Natural language region descriptions:

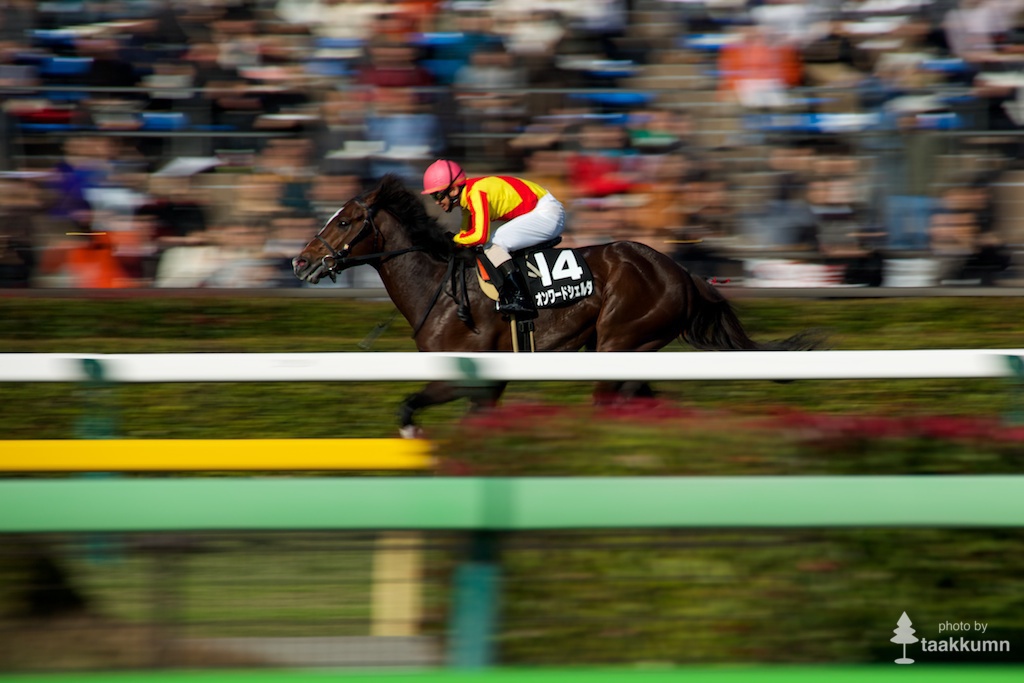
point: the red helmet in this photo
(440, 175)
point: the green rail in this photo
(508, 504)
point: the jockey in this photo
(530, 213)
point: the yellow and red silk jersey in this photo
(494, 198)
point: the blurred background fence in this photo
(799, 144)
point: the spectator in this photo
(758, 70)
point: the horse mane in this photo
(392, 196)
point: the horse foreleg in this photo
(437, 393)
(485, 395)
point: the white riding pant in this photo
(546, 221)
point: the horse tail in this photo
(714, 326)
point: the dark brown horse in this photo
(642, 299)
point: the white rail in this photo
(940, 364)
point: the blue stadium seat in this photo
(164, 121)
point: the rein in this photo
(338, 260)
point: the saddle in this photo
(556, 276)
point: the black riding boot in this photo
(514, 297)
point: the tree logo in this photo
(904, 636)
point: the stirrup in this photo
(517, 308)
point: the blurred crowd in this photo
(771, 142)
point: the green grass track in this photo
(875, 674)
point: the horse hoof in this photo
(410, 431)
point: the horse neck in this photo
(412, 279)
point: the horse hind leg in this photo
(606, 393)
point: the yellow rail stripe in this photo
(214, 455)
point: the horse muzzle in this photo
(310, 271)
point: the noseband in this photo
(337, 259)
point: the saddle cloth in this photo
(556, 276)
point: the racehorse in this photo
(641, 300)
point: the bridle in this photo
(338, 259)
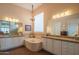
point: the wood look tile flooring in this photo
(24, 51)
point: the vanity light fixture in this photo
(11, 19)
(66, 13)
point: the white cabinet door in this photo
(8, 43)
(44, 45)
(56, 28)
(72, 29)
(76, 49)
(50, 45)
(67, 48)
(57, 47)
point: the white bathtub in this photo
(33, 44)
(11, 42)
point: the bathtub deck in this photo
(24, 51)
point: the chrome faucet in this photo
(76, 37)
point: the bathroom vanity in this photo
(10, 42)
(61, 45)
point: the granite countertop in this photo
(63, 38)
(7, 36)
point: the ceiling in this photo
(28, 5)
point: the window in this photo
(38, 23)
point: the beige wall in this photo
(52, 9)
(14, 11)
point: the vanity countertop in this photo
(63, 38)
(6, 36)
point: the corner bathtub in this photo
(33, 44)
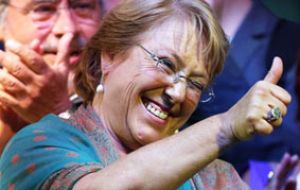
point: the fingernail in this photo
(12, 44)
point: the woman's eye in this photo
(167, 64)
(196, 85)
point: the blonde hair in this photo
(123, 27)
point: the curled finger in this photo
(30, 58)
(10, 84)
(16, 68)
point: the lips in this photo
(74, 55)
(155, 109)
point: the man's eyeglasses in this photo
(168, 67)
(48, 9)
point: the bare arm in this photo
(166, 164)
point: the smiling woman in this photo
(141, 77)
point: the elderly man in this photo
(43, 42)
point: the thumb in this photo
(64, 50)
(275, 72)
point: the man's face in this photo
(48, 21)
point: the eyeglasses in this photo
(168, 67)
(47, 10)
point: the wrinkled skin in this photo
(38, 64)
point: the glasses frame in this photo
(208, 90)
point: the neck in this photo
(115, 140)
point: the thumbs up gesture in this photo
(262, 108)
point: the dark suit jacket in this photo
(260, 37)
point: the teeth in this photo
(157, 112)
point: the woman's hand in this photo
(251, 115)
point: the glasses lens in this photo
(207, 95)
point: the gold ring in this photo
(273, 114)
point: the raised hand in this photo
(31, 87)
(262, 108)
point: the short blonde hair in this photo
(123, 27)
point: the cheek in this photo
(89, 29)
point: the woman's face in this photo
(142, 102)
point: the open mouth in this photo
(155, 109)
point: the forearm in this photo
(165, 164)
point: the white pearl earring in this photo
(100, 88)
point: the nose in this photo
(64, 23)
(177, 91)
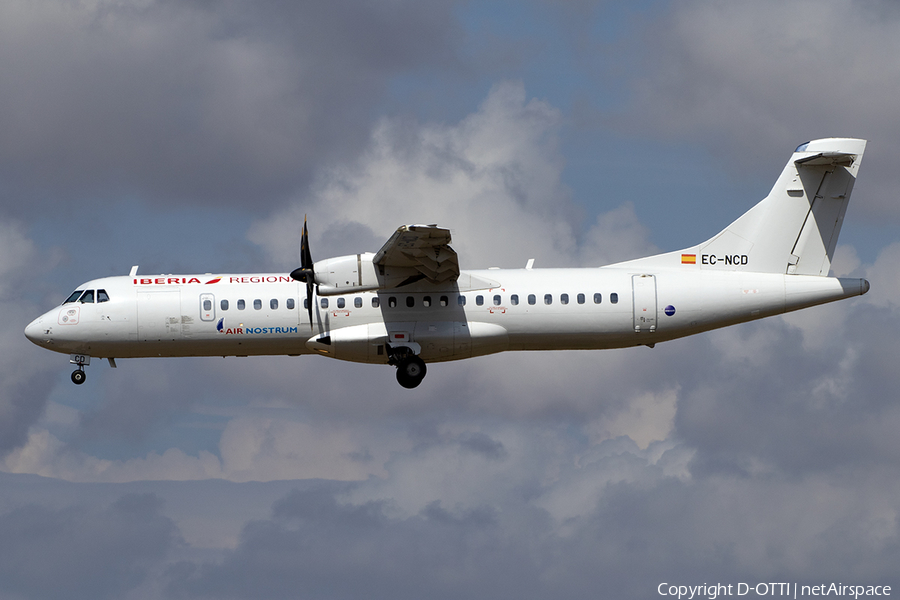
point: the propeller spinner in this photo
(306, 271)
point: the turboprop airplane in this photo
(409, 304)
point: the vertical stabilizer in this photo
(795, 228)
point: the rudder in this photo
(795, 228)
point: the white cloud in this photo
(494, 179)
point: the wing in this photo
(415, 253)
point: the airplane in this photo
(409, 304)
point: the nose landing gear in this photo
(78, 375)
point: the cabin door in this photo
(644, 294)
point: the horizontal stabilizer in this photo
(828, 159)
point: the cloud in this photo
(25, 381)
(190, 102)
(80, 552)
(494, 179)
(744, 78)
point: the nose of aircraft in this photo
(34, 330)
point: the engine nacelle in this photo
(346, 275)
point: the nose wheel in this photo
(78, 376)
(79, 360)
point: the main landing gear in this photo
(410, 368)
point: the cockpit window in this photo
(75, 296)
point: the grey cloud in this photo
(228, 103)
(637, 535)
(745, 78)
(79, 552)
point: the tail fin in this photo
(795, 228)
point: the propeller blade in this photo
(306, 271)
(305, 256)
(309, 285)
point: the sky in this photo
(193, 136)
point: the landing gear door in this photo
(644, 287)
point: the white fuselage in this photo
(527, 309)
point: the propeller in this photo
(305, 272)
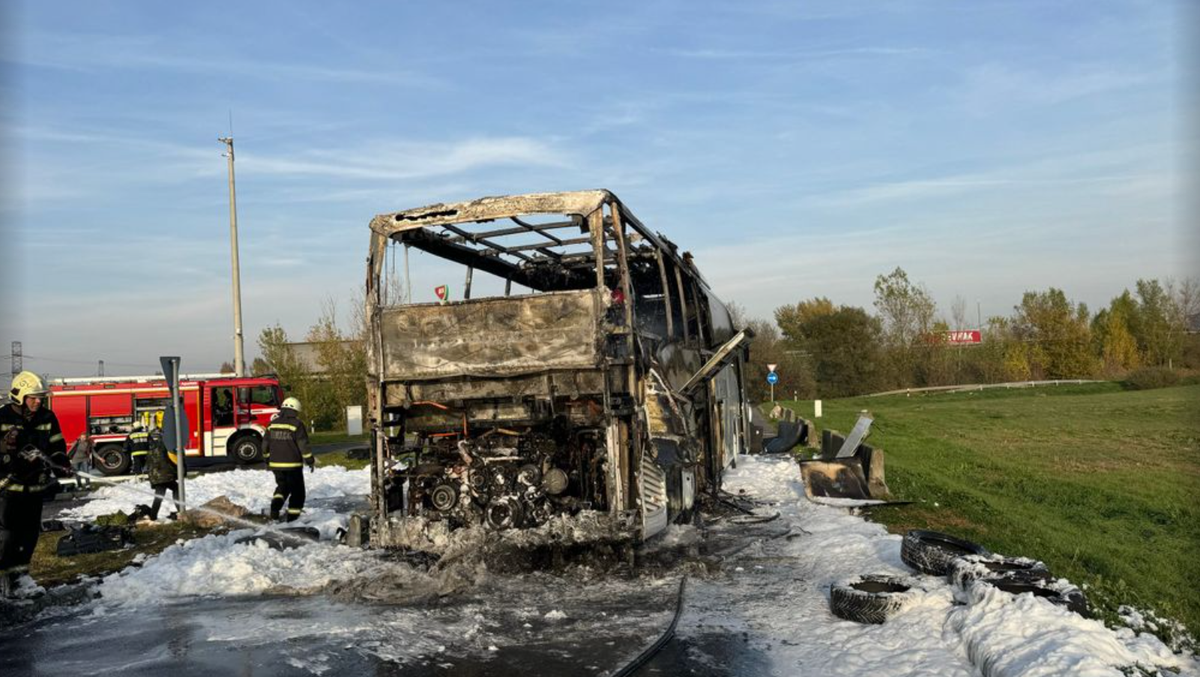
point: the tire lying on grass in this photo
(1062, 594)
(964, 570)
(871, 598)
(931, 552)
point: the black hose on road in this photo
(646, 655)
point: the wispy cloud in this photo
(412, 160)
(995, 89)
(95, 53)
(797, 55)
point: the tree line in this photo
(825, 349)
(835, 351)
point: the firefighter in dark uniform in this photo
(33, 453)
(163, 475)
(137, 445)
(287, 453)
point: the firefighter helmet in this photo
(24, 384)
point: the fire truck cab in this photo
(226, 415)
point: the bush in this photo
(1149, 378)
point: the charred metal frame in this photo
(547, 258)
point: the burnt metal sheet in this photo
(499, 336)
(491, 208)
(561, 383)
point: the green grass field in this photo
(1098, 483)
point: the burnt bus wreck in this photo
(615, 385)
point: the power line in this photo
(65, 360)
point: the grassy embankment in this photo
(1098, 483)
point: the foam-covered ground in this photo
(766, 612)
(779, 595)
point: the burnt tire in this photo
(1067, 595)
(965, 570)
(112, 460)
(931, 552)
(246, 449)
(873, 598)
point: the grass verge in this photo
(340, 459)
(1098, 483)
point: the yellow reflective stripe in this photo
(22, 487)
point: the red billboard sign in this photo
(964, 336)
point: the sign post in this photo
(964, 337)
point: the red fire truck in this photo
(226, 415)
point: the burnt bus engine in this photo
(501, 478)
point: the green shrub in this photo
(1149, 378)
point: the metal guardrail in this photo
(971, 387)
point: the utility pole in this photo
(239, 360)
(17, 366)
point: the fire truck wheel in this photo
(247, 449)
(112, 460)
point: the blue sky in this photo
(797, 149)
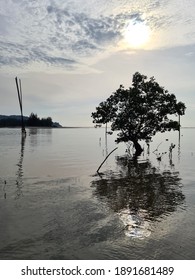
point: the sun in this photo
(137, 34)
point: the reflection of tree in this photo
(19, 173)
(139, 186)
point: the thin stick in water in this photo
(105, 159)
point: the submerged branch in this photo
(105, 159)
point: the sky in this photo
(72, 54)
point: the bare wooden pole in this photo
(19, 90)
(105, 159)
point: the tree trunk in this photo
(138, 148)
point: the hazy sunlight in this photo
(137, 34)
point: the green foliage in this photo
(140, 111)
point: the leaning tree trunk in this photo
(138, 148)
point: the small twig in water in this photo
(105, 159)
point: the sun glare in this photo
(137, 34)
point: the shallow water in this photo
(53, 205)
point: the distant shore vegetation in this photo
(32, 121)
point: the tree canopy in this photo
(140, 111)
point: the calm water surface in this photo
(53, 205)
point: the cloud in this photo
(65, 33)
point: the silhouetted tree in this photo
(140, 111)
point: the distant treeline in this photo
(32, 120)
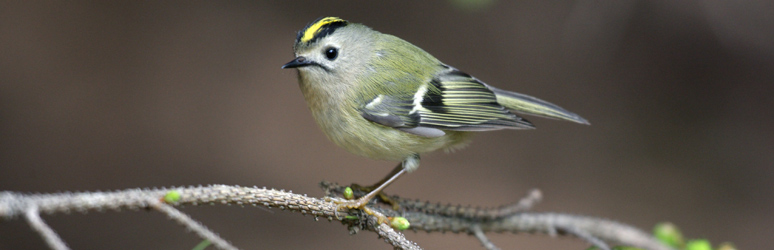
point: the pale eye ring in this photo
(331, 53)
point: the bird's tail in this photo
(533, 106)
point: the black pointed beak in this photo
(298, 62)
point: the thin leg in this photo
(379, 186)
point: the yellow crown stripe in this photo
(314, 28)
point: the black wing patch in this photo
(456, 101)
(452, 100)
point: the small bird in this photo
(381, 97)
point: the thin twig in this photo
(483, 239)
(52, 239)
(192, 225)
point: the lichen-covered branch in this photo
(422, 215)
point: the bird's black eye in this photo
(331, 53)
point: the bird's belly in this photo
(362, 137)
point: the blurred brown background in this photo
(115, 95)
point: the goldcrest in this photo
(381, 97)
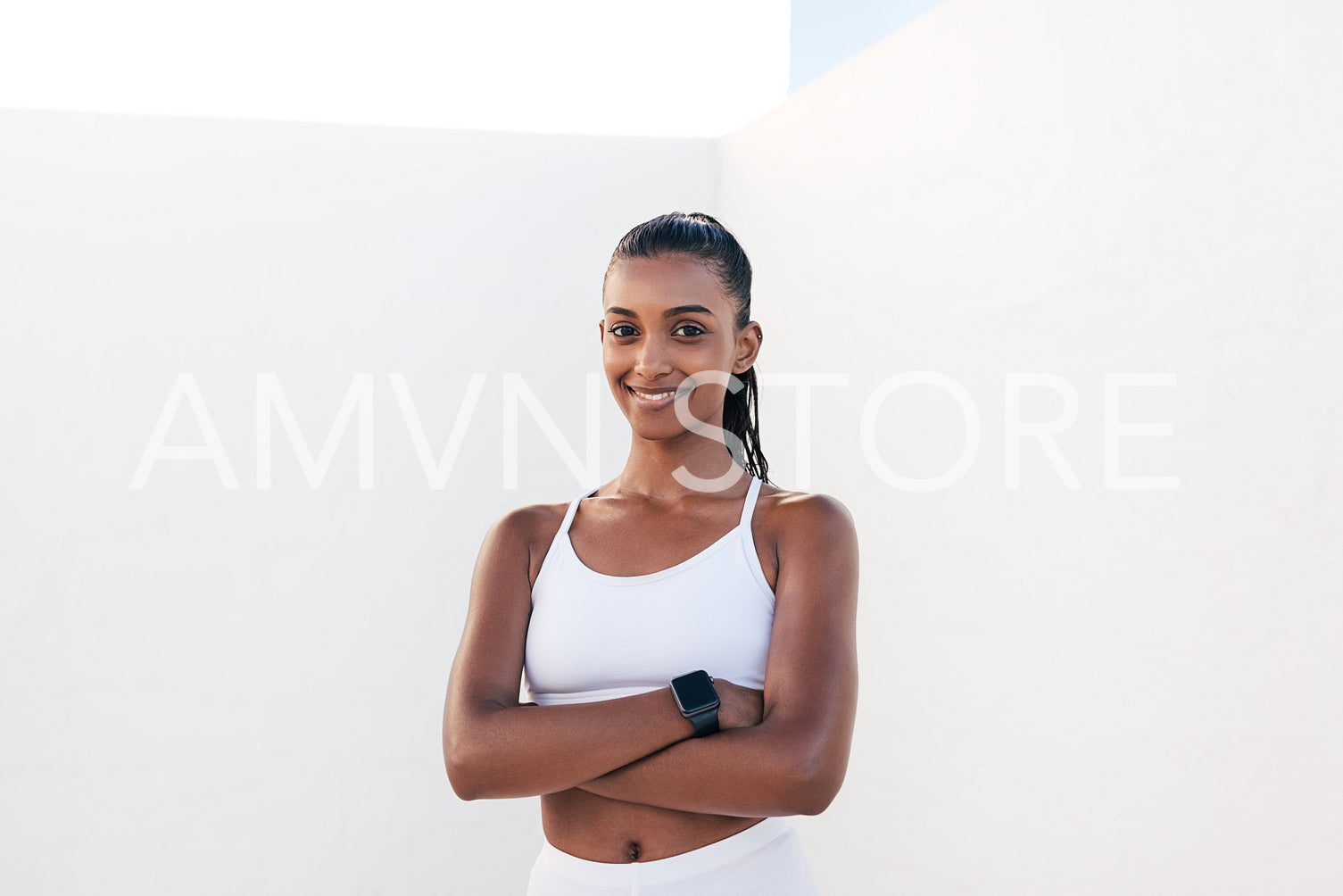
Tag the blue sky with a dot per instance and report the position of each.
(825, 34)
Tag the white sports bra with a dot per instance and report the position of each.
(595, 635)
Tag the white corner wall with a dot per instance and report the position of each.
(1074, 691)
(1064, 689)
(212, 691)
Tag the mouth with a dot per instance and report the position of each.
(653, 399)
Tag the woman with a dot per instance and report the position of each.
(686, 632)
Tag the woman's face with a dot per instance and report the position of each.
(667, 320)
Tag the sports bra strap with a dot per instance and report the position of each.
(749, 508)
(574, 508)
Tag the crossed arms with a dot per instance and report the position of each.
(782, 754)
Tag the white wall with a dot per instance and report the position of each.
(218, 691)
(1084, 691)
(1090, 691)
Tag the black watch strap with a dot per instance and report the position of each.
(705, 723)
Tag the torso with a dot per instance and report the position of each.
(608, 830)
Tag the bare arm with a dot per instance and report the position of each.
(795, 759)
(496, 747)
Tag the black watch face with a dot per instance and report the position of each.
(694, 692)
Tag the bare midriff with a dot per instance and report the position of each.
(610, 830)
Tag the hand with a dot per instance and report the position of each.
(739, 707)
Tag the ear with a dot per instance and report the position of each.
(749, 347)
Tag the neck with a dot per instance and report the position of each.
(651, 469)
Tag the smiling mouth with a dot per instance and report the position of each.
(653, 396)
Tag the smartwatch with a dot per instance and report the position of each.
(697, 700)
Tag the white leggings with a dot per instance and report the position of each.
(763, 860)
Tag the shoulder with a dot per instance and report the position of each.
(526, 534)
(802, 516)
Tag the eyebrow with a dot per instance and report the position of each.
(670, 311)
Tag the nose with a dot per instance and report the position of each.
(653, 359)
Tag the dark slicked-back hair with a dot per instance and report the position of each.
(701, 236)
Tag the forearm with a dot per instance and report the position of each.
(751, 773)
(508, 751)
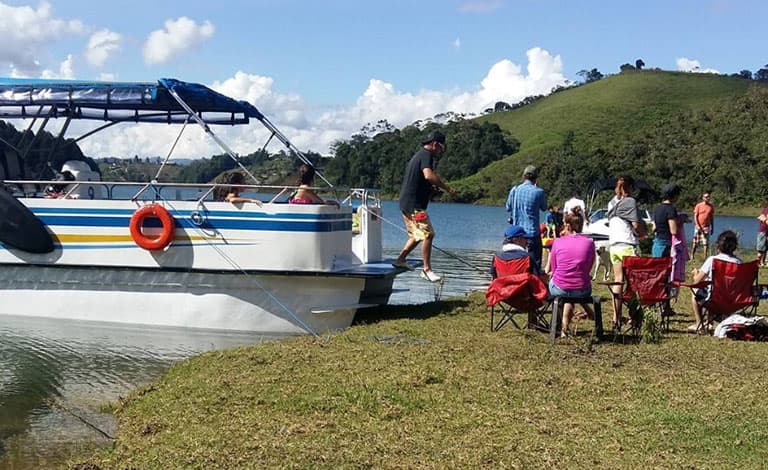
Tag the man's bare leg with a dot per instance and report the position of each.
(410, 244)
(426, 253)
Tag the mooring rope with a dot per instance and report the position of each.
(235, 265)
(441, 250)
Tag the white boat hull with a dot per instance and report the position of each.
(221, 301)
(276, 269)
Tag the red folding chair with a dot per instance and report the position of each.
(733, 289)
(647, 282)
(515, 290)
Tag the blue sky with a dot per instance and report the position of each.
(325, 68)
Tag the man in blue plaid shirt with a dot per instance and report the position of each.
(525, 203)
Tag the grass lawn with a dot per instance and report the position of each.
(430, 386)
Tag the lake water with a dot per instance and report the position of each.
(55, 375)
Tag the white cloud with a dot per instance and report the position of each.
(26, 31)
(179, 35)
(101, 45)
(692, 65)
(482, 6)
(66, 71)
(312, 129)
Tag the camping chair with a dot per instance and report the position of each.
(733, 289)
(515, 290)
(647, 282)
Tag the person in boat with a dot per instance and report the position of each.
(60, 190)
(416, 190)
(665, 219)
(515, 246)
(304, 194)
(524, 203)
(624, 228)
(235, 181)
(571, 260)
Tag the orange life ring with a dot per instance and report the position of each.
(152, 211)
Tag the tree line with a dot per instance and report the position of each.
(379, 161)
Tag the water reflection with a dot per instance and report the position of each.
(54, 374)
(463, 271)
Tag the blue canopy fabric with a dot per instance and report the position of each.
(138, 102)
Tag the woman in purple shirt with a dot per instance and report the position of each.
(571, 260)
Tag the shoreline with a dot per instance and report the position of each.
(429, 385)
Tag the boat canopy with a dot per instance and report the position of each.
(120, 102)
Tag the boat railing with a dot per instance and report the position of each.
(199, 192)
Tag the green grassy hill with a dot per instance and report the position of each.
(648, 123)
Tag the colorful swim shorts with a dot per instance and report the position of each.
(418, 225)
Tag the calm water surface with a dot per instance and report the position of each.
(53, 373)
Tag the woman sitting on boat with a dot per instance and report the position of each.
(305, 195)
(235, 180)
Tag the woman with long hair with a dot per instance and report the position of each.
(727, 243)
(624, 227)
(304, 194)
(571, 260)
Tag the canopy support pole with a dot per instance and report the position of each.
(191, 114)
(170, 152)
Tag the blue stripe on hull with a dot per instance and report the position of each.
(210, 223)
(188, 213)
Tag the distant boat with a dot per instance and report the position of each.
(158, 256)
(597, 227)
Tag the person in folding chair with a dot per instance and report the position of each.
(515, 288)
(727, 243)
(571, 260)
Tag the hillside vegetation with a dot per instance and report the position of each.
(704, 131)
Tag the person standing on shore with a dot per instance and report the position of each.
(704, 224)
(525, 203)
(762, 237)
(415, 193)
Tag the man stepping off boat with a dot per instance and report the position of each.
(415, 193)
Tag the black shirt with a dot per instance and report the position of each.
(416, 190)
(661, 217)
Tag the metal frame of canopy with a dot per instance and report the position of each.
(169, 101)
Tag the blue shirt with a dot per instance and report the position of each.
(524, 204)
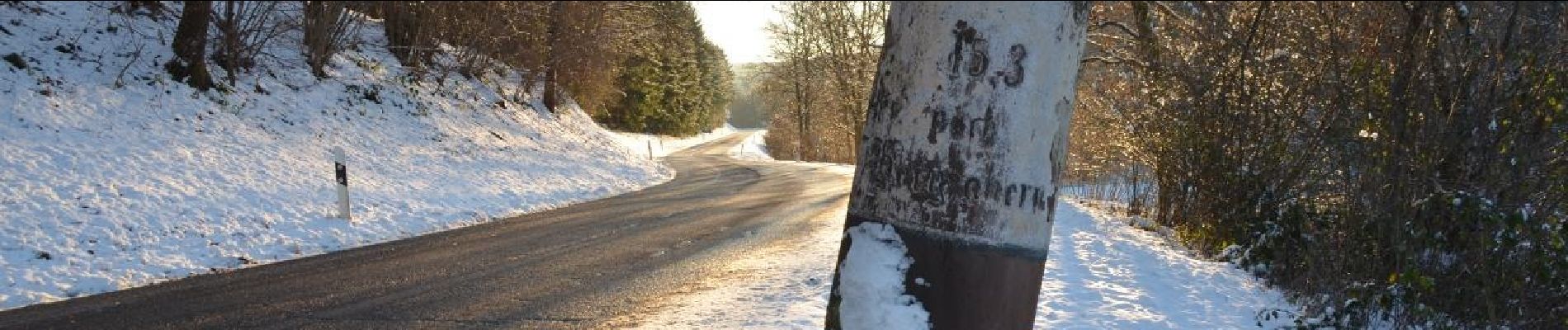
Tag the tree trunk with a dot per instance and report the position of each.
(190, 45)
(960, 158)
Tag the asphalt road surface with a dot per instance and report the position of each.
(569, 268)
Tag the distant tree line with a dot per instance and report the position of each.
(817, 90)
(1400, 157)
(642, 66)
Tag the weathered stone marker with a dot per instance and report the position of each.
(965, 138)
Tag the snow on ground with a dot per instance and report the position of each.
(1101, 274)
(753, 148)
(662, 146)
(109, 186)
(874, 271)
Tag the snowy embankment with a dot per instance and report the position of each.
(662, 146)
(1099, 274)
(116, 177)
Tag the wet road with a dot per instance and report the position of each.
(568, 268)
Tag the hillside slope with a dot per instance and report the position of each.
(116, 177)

§ Activity
Please output the lines of the records above from the one with "Tag the black shirt" through the last, exactly as they appear and with both ends included; skip any pictures and add nothing.

§ Your response
Tag the black shirt with a dot per instance and report the position of each.
(416, 190)
(661, 217)
Tag the metal frame of canopy with a dot per instance and report the position of each.
(169, 101)
Tag the blue shirt with a dot per instance and report the position of each.
(524, 204)
Tag the tree trunk with a dot per instance and report the position of each.
(190, 45)
(960, 158)
Tag the asphalt road surface with a dot per instance and report the position of each.
(569, 268)
Tag the distant tree line with a dot per instance and report the position of each.
(817, 90)
(1400, 157)
(642, 66)
Tag the weathered stone marker with a dot per instance and report the position of each.
(965, 138)
Tag the snow on ground with a dot per instance and report the position of each.
(1101, 274)
(753, 148)
(662, 146)
(109, 186)
(874, 271)
Tag the snowy embankment with a dot per instance and report the position of each.
(662, 146)
(1099, 274)
(116, 177)
Tag the wet road with a dot per instance and report the position of each.
(568, 268)
Tag the hillside slope with a dot per instance and report the position of each.
(116, 177)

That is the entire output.